- _Texte présenté_:
____________

Une telle perspective dépend aussi du rôle de l’État à l’avenir. Tous ceux qui soutiennent aujourd’hui son intervention massive dans la société en vue de redistribuer les biens ou de sécuriser les personnes militent ipso facto pour l’eugénisme à venir, même si cette idée les fait frémir. Corriger les inégalités socio-économiques et refuser de corriger des inégalités génétiques n’a guère de sens s’il est avéré que les secondes sont corrélées aux premières, et en forment parfois les conditions initiales (inégalités des chances à la naissance). Aider les individus souffrant de diverses maladies et refuser de modifier les gènes de ces maladies afin d’éviter ou différer leur survenue ne semble pas plus raisonnable.

____________

- _Enregistrements sources_:
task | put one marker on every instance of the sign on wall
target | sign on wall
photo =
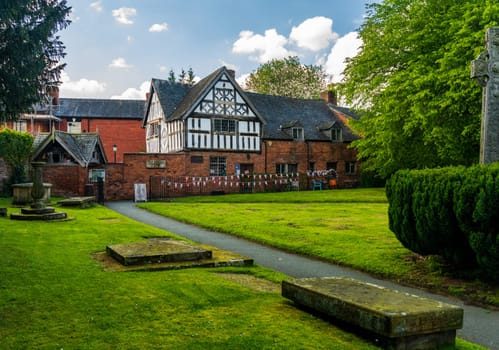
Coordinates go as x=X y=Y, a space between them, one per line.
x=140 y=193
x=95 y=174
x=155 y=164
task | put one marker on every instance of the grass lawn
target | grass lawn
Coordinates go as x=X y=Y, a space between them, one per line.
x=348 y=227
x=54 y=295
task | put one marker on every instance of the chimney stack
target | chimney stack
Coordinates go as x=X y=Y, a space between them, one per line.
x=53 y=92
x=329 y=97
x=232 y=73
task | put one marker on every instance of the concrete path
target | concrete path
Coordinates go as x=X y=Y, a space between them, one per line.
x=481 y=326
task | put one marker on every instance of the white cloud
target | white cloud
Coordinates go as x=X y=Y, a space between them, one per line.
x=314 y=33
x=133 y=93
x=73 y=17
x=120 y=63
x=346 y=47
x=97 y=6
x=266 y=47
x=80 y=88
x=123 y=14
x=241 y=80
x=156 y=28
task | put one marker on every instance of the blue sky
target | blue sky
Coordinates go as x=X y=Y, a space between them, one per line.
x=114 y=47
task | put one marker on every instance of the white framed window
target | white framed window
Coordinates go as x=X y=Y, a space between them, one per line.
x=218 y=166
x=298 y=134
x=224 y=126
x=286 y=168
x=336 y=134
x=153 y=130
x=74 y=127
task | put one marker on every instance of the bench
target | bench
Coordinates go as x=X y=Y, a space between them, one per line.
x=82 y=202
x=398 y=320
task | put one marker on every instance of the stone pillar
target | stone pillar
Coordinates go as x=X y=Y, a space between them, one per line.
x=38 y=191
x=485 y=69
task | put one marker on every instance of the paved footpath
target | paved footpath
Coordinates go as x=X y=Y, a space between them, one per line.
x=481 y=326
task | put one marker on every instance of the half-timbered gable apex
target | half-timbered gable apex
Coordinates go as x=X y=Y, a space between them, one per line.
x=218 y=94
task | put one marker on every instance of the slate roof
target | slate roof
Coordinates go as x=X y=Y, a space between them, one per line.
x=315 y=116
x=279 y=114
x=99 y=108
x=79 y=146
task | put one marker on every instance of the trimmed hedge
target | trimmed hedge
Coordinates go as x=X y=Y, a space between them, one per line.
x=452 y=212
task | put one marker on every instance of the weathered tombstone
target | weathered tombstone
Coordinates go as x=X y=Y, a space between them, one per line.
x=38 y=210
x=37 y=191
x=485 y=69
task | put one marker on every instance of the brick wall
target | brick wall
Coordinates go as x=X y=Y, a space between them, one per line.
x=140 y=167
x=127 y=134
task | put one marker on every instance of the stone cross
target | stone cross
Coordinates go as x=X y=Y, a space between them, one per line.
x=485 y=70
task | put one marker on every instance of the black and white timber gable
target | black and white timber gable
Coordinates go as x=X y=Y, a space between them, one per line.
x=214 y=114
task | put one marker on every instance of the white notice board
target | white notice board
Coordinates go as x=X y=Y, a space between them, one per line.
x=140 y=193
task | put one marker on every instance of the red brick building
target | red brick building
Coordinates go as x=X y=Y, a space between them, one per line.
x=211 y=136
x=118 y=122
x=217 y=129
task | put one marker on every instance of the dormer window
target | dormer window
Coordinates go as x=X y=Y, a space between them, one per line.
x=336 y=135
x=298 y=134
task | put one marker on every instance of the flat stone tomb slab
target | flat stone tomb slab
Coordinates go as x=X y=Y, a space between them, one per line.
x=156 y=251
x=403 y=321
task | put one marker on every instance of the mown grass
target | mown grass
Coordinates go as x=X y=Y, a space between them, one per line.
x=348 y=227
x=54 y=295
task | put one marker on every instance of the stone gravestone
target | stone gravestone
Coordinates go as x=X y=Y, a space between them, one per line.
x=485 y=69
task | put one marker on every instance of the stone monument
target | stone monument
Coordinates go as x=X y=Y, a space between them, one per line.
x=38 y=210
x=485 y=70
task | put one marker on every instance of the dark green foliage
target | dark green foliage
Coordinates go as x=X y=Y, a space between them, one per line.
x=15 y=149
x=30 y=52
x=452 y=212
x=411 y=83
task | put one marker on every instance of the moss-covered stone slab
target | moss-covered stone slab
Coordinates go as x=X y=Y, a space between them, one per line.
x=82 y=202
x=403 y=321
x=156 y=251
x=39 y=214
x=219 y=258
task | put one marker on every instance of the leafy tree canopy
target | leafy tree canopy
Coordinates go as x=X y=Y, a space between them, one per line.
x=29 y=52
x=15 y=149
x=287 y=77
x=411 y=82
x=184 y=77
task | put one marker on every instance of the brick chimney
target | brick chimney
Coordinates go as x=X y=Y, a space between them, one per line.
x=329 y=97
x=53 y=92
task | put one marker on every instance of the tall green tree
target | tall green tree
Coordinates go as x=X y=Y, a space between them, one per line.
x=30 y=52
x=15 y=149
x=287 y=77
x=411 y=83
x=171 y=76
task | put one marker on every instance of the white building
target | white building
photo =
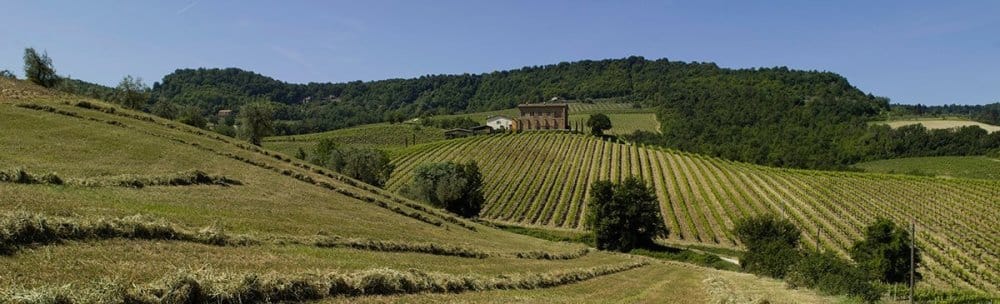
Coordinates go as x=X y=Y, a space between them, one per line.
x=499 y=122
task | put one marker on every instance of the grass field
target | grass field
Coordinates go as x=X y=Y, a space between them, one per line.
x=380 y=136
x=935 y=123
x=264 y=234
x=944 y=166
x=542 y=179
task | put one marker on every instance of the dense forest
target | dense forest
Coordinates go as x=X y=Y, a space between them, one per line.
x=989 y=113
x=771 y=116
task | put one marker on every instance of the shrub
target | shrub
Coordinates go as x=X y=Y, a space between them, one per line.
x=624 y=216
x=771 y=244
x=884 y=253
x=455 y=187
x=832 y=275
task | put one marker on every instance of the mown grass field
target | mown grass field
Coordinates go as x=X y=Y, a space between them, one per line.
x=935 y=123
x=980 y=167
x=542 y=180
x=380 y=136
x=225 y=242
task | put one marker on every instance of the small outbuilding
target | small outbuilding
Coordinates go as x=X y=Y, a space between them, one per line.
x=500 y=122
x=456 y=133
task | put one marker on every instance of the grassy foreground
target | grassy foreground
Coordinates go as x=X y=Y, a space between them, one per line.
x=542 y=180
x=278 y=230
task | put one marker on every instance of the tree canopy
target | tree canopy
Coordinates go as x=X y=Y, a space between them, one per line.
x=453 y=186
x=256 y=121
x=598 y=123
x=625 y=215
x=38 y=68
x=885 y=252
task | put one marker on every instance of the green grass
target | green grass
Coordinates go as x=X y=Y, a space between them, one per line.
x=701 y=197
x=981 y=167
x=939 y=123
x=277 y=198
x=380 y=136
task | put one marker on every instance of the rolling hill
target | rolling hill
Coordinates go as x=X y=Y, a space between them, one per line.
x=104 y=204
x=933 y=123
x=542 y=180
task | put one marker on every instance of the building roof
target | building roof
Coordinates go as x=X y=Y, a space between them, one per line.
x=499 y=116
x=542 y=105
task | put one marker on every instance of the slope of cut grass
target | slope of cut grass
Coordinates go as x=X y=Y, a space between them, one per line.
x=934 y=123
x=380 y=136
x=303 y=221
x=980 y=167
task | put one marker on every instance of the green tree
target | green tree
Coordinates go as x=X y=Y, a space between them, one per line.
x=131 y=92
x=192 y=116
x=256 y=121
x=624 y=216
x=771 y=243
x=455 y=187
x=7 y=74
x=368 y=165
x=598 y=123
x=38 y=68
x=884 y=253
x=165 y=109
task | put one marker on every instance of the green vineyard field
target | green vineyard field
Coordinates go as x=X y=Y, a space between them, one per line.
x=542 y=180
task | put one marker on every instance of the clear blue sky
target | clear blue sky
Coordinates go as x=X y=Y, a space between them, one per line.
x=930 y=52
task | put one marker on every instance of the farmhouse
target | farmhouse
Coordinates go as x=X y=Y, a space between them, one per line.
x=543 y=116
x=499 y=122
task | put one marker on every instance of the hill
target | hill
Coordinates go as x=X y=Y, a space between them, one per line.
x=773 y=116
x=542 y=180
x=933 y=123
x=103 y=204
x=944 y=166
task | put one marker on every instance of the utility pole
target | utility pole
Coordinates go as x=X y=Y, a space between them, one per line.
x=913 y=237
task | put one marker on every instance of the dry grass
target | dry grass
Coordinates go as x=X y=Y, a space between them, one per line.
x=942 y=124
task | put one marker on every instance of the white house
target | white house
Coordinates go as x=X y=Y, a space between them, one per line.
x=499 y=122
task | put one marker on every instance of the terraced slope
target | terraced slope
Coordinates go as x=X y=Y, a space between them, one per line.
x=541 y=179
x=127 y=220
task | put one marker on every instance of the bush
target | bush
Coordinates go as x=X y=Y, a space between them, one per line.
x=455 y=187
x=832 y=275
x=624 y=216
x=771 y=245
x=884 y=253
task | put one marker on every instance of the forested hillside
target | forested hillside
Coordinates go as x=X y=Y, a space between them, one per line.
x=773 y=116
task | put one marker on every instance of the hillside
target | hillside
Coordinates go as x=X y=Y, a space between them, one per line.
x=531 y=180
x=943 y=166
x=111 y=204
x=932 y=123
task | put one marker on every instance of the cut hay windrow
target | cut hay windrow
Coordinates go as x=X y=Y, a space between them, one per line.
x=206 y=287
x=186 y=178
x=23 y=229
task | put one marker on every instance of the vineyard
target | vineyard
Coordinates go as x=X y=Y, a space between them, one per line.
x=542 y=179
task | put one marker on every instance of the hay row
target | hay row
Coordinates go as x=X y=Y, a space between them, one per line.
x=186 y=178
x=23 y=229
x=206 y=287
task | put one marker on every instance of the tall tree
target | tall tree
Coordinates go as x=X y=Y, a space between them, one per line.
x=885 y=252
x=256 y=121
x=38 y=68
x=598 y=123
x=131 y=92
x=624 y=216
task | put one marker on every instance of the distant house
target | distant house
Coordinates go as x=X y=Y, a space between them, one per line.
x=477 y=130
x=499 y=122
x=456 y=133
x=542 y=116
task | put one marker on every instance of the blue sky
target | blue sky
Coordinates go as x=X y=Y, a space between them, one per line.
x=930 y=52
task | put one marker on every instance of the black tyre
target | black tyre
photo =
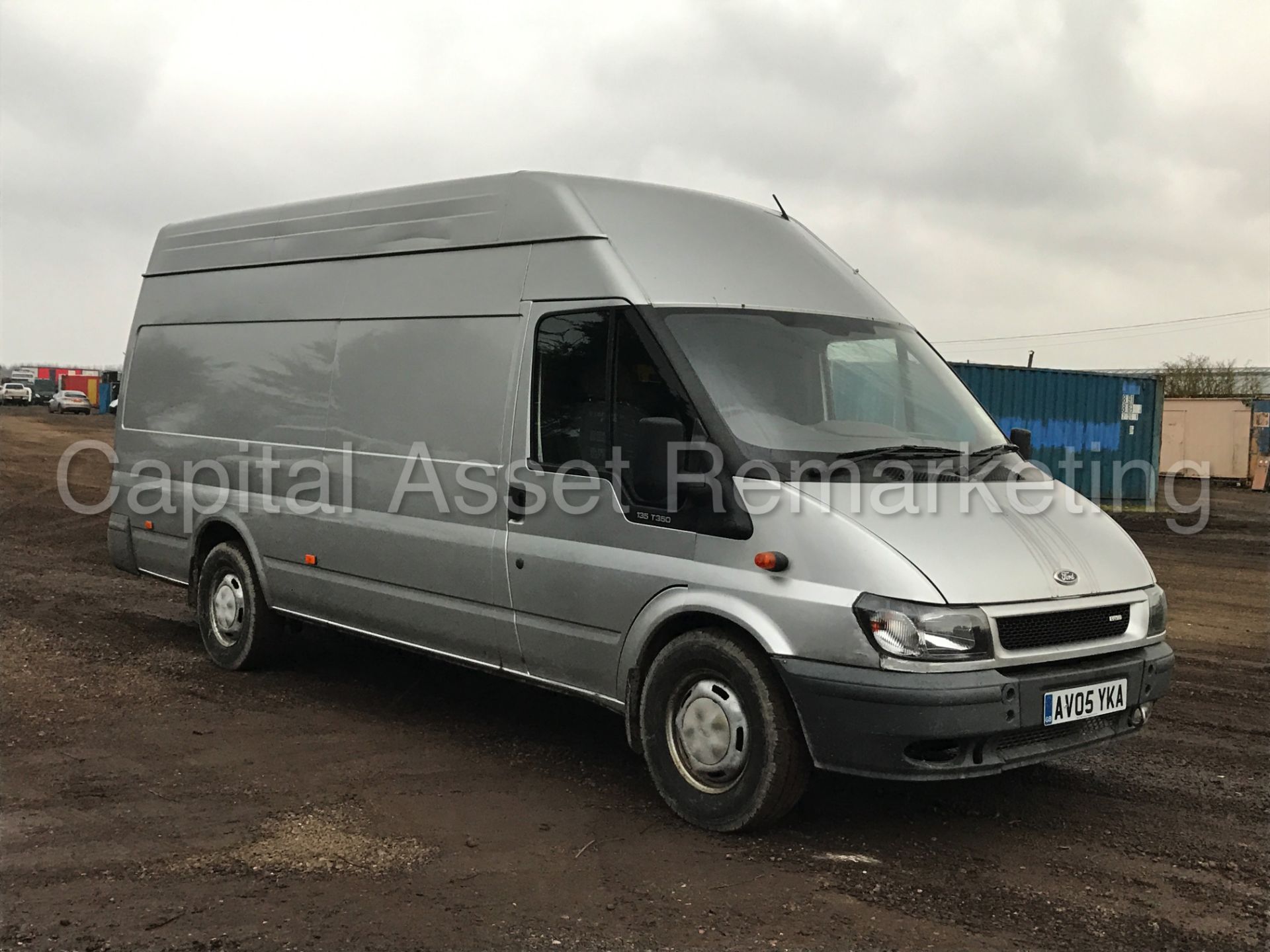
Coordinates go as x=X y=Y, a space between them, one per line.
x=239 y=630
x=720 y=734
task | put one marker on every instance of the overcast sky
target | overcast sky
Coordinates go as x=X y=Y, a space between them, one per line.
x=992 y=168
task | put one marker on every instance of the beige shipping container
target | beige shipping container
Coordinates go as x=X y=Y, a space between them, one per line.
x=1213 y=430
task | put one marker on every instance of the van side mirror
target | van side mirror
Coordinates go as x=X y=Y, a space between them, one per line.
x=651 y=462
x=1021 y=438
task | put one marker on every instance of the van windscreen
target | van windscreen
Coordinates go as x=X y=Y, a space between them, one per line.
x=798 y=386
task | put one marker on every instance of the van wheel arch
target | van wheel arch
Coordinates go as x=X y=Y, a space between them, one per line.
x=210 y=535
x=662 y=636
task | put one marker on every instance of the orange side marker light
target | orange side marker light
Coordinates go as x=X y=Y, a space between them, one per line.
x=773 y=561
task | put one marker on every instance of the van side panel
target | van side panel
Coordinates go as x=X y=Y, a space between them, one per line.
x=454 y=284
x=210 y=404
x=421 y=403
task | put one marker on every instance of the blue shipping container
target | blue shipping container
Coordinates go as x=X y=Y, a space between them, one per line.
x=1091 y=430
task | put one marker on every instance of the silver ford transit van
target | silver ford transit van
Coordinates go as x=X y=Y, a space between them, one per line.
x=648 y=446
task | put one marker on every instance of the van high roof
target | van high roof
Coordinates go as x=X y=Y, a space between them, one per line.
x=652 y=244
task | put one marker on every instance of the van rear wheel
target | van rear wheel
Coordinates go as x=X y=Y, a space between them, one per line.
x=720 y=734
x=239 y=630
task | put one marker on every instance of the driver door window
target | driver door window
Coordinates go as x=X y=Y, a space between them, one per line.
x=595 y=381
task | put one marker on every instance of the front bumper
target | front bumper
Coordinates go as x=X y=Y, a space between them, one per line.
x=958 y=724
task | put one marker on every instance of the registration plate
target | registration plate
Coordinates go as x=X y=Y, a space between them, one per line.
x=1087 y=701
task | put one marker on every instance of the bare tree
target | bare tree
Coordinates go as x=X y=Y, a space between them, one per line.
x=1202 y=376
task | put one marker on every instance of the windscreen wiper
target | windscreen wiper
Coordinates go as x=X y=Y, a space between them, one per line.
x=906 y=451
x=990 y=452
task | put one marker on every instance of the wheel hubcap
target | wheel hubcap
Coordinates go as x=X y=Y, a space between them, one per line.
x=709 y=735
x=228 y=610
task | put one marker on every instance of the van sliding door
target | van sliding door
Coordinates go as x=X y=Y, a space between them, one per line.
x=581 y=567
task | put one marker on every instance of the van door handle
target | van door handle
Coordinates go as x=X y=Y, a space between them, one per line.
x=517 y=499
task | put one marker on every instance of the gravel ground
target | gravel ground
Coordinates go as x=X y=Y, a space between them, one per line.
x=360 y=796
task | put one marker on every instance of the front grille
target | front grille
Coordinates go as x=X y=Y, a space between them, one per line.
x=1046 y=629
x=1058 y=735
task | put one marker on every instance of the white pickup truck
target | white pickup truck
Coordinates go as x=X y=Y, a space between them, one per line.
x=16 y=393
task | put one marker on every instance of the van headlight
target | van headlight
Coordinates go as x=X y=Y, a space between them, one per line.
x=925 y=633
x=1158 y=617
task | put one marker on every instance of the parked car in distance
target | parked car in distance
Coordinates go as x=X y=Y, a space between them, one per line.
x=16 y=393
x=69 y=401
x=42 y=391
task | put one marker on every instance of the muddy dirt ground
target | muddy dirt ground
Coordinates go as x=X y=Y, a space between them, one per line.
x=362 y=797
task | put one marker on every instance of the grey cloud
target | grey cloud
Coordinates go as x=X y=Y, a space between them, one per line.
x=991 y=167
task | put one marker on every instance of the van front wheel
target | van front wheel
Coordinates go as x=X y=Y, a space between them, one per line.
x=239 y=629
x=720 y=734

____________

- _Consignes_:
1. Recopiez le passage sur le rôle de l'État en commençant par « Une telle perspective » et en allant jusqu'à « pas plus raisonnable. » compris.
2. Relevez toutes les expressions du passage sur le rôle de l'État dans lesquelles figure le mot « inégalités ».
3. Prolongez le passage sur le rôle de l'État au-delà de sa dernière phrase.

- _Réponses_:
1.
Une telle perspective dépend aussi du rôle de l’État à l’avenir. Tous ceux qui soutiennent aujourd’hui son intervention massive dans la société en vue de redistribuer les biens ou de sécuriser les personnes militent ipso facto pour l’eugénisme à venir, même si cette idée les fait frémir. Corriger les inégalités socio-économiques et refuser de corriger des inégalités génétiques n’a guère de sens s’il est avéré que les secondes sont corrélées aux premières, et en forment parfois les conditions initiales (inégalités des chances à la naissance). Aider les individus souffrant de diverses maladies et refuser de modifier les gènes de ces maladies afin d’éviter ou différer leur survenue ne semble pas plus raisonnable.

2.
inégalités socio-économiques
inégalités génétiques
inégalités des chances à la naissance

3.
Dans la perspective qui est la mienne, celle de la libre-disposition de son corps, l’intervention de l’État en ce domaine est non légitime, tout individu doit être libre de choisir les modifications exercées sur son corps ou les parties de son corps (ici, embryons et gamètes). Mais une telle position sera critiquée comme favorisant un eugénisme privé inégalitaire (ce que Jürgen Habermas appelait l’eugénisme libéral). Quoi qu’il en soit, ces questions feront débat dans les années et décennies à venir. On choisit aujourd’hui de bloquer ce débat par l’interdit, la criminalisation juridique, le tabou moral. Mais cette solution de détresse n’aura qu’un temps, elle se fissure déjà de partout puisque les individus circulent pour trouver là ce qui est interdit ici (sélection embryonnaire, choix du sexe de l’enfant, gestation pour autrui, etc.).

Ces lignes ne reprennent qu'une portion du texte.